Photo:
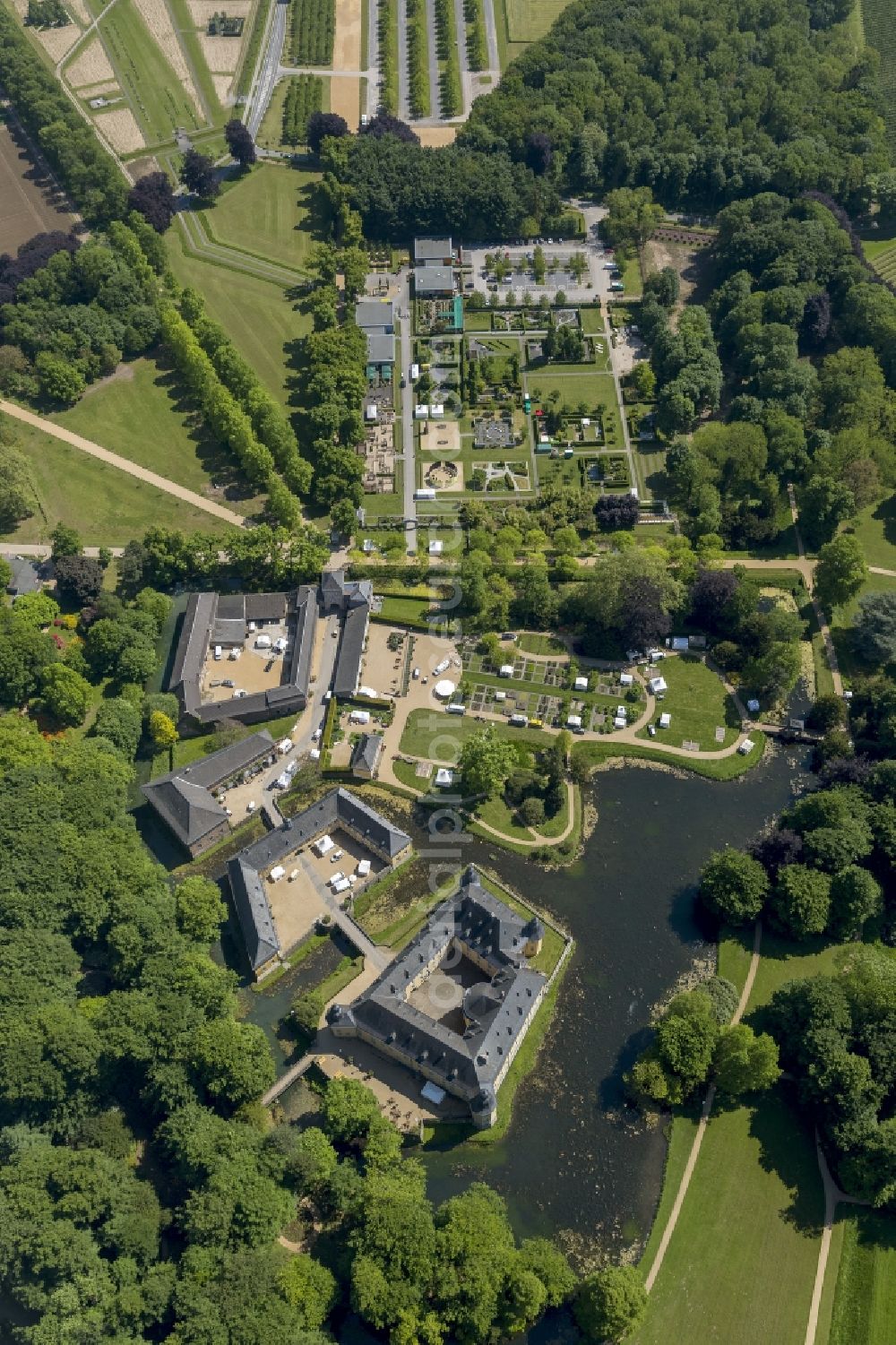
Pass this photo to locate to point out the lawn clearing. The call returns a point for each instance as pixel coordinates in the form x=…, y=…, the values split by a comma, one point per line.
x=142, y=416
x=876, y=530
x=528, y=21
x=256, y=312
x=866, y=1296
x=697, y=703
x=742, y=1264
x=105, y=504
x=275, y=211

- _Task directions_: Copy out every line of the data above, including the wording that asks for the points, but shift each x and y coordinate in the answers upward by 107. Omit the pictures from your reply.

- _Solved exercise_:
Photo:
Pass this photo to locate to point out the lawn clearing. The call returns a point for each instance as pixel coordinates in the form x=…, y=…, the values split by a comma, one point per line.
x=249, y=523
x=983, y=637
x=635, y=128
x=363, y=419
x=973, y=1403
x=804, y=810
x=849, y=1371
x=212, y=611
x=382, y=318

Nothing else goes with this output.